AIM »
From the forum thread below on parsing ordinal dates in Java, pull out the passage between "Oliver Wong - 29" and "letters in common).", inclusive, word for word.

Java Forum / General / March 2006
Parsing "February 24th, 2006" to java.util.Date
stevengarcia@yahoo.com - 28 Mar 2006 19:40 GMT how does one write a SimpleDateFormat pattern to take into account the "th" or the "nd" that might be present on any date?
March 1st, 2006 March 2nd, 2006 March 3rd, 2006 March 4th, 2006
I'm not sure how to write a mask that can take into acct "st", "nd", "rd", "th".
Thanks for your help.
Dave Mandelin - 28 Mar 2006 20:08 GMT I don't think SimpleDate format can do it. I'd use a regexp to remove those characters.
-- Need to get from a Foo object to a Bar object in Java? Ask Prospector: http://snobol.cs.berkeley.edu Want to play tabletop RPGs over the internet? Check out Koboldsoft RPZen: http://www.koboldsoft.com
stevengarcia@yahoo.com - 28 Mar 2006 22:46 GMT Anyone other takers?
Roedy Green - 28 Mar 2006 23:25 GMT >Anyone other takers? // Parsing a Date of the form: "February 24th, 2006"
import java.text.DecimalFormat; import java.text.ParseException; import java.text.SimpleDateFormat; import java.util.Date;
public class ParseDate { private static final SimpleDateFormat pattern = new SimpleDateFormat( "MMM dd'th', yyyy" );
/** * test harness * * @param args not used */ public static void main ( String[] args ) {
String dateString = "February 24th, 2006"; int where; if ( (where = dateString.indexOf( "st," ) ) >= 0 ) { dateString = dateString.substring( 0, where) + "th," + dateString.substring( where + 3 ); } else if ( (where = dateString.indexOf( "nd," ) ) >= 0 ) { dateString = dateString.substring( 0, where) + "th," + dateString.substring( where + 3 ); } Date d = null; try { d = pattern.parse( dateString ); } catch ( ParseException e ) { System.err.println( "oops:" + dateString ); }
System.out.println( d );
} }
With JDK 1.5 you could use String.replace( "nd," ,"th," );
 Signature Canadian Mind Products, Roedy Green. http://mindprod.com Java custom programming, consulting and coaching.
James McGill - 29 Mar 2006 01:23 GMT > >Anyone other takers?
> With JDK 1.5 you could use String.replace( "nd," ,"th," ); Localizing it to handle e.g., "-ieme, -ere", or "-zig"... seems like there's a case to be made for I18n-ized ordinal number parsing... Hard-coding strings for "-st", "-nd", "-rd", "-th" just smells bad, in a language that puts such emphasis on i18n.
Oliver Wong - 29 Mar 2006 21:40 GMT >> >Anyone other takers? > [quoted text clipped - 4 lines] > Hard-coding strings for "-st", "-nd", "-rd", "-th" just smells bad, in a > language that puts such emphasis on i18n. In some languages, the entire word is changed when going from number to ordinal, rather than just having a suffix added. It's like how the word "one" changes to "first" in English (note that the two words have zero letters in common).
So yeah, this is a non-trivial problem, and it'd probably be a great boon to programmers if a standardized i18n API call existed for this. But the syntax wouldn't be as simple as "MMM dd[ordinal-suffix], yyyy", but rather, something like "MMM [pure-ordinal-or-number-followed-by-ordinal-suffix], yyyy".
- Oliver
Twisted - 29 Mar 2006 22:18 GMT Even though "first" is utterly different from "one", "1st" is just "1" with a suffix.

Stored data
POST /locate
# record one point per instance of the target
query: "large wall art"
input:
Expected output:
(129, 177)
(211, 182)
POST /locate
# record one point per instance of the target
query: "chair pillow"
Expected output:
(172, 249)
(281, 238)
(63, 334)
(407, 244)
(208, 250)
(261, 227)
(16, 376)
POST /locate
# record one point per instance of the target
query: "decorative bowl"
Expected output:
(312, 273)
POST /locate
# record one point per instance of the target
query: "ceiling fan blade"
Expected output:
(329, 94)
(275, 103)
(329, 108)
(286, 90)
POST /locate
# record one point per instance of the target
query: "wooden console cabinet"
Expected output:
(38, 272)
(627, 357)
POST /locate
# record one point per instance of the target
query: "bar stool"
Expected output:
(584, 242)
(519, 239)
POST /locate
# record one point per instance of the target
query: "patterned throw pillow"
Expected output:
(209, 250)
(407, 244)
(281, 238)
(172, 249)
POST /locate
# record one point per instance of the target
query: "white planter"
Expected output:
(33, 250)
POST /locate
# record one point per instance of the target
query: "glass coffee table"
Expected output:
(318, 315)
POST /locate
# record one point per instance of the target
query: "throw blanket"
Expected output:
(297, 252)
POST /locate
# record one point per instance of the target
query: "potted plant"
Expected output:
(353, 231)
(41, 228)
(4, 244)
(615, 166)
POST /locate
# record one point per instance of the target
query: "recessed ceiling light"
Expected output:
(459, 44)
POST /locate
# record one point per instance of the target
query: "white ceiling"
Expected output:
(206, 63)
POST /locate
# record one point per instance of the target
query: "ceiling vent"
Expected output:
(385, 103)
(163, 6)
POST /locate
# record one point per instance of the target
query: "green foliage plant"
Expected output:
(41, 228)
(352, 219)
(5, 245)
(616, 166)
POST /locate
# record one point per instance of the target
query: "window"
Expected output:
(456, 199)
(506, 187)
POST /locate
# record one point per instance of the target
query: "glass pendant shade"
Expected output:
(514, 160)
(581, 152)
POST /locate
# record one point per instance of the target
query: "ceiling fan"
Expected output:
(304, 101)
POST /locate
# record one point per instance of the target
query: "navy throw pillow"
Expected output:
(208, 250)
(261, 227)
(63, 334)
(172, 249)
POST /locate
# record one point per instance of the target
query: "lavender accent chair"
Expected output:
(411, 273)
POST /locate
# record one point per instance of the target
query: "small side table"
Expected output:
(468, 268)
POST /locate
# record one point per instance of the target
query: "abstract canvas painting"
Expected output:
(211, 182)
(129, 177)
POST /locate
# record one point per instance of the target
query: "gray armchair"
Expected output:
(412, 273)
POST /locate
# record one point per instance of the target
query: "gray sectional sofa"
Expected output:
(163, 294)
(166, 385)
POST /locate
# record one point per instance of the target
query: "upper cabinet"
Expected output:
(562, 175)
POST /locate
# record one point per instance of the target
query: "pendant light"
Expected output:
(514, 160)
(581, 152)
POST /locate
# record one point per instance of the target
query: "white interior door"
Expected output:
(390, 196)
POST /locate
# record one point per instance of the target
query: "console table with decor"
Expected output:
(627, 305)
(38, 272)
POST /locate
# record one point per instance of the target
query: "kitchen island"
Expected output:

CORRECT RESPONSE »
Oliver Wong - 29 Mar 2006 21:40 GMT >> >Anyone other takers? > [quoted text clipped - 4 lines] > Hard-coding strings for "-st", "-nd", "-rd", "-th" just smells bad, in a > language that puts such emphasis on i18n. In some languages, the entire word is changed when going from number to ordinal, rather than just having a suffix added. It's like how the word "one" changes to "first" in English (note that the two words have zero letters in common).